## Recorded data

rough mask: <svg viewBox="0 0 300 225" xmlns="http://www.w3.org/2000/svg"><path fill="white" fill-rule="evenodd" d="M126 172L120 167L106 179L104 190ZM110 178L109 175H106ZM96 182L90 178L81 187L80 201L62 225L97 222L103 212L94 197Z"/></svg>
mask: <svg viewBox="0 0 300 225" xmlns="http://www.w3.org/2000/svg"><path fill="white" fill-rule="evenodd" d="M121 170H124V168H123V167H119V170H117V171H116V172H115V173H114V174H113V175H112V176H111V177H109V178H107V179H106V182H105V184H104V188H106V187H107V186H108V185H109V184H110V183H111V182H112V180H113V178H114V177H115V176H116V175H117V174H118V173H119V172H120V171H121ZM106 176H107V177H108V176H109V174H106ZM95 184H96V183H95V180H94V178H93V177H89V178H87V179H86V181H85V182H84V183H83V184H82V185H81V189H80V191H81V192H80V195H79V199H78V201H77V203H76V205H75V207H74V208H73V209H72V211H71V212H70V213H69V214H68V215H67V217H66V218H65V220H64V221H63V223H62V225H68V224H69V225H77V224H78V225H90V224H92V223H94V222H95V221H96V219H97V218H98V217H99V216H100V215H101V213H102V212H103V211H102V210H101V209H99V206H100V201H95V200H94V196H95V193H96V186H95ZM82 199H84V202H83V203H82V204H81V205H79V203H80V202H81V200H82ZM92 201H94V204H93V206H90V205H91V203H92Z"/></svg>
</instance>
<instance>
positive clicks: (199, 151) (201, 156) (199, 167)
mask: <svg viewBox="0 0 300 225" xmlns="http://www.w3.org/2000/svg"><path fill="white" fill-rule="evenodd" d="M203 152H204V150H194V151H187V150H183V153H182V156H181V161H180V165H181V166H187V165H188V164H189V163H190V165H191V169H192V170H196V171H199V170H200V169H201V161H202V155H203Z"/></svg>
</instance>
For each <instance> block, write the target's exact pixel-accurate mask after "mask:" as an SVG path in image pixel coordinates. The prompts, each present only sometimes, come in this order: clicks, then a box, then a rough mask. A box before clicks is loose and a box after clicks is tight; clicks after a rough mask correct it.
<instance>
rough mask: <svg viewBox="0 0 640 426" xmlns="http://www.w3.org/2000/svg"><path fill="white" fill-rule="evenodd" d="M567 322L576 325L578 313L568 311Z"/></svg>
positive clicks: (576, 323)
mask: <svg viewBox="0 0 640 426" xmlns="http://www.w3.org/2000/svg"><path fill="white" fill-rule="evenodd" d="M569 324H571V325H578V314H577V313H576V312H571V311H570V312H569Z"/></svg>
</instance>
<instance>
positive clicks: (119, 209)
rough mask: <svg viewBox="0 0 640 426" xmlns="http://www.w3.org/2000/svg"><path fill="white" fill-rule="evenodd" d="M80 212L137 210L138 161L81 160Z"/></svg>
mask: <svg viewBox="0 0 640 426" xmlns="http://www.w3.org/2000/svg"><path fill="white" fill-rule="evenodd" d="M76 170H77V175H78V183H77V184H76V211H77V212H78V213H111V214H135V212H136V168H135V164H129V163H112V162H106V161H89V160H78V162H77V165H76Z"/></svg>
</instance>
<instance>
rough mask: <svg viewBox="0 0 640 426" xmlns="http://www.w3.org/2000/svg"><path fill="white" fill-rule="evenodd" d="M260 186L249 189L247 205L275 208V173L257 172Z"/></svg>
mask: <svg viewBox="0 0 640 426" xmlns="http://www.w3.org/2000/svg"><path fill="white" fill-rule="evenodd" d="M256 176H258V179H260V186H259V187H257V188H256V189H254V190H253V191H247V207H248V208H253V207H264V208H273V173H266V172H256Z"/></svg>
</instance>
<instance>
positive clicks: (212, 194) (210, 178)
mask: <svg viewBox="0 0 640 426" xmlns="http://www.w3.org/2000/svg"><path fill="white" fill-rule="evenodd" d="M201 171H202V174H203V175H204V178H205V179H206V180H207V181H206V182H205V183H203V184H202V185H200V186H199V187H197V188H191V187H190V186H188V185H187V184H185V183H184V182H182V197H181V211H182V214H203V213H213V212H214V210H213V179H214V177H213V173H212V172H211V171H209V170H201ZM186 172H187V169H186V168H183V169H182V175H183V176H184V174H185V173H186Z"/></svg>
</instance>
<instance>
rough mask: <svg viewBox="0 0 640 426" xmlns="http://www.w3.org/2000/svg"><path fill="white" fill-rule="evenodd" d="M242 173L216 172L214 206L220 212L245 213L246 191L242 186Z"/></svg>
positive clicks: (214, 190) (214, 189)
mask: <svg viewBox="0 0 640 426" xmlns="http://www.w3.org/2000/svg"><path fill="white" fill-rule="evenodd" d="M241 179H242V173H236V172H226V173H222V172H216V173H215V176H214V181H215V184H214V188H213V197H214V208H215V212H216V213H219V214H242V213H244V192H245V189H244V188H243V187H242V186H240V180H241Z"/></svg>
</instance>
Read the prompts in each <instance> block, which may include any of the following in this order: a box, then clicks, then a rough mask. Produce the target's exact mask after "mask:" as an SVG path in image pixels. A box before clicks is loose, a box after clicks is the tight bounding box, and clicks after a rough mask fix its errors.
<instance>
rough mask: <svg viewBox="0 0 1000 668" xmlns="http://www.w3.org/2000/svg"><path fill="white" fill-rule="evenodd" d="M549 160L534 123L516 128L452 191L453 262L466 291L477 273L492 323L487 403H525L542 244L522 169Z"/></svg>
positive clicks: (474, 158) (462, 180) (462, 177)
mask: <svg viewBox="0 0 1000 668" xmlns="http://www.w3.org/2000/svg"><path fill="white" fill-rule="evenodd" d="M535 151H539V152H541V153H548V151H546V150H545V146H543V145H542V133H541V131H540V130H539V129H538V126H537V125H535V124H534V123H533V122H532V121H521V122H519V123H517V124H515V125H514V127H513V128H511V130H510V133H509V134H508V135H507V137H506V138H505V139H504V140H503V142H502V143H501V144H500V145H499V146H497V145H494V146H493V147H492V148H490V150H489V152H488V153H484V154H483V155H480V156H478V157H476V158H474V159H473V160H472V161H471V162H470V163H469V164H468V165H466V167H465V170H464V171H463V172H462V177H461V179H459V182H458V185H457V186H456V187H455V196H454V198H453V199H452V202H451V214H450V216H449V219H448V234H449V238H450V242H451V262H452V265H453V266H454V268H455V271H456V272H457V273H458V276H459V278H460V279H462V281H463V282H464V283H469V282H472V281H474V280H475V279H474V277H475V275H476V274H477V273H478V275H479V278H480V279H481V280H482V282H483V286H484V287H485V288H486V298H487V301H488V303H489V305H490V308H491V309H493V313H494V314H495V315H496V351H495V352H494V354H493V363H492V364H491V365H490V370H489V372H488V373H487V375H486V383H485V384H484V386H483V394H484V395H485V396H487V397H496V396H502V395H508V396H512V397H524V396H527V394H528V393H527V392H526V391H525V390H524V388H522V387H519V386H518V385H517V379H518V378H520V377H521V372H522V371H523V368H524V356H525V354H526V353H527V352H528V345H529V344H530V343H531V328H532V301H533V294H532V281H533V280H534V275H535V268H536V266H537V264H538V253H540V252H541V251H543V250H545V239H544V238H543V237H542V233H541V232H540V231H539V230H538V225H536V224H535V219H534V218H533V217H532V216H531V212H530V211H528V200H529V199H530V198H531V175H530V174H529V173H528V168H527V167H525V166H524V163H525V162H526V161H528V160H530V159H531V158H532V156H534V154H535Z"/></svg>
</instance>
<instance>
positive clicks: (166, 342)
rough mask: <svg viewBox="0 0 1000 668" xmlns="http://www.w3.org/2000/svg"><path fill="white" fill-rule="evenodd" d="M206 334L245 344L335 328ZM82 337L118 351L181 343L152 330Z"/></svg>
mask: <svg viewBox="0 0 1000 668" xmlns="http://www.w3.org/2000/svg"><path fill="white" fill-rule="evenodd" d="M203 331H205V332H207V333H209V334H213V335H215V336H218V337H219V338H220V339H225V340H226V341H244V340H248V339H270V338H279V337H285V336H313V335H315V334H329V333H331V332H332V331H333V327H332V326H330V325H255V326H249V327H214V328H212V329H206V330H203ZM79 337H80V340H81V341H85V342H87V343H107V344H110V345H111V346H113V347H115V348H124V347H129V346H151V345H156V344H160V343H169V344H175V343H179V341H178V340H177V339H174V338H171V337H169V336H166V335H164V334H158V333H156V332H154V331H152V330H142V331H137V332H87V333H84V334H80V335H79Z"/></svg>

## Brief
The response must contain each line above that holds the string "exact".

## Finished exercise
For each <instance> block, write the target's exact pixel-accurate mask after "mask:" as an SVG path in image pixel coordinates. The prompts, each present only sometimes, come in this order: clicks, then a box, then a rough mask. A box before clicks is loose and a box after clicks is tight; clicks after a rough mask correct it.
Read the prompts in each <instance> block, which may include any of the following in this order: a box, then clicks, then a rough mask. Produce the target's exact mask after "mask:" as an SVG path in image pixels. A box before clicks is loose, a box after clicks is the tight bounding box, and clicks after a rough mask fix its errors.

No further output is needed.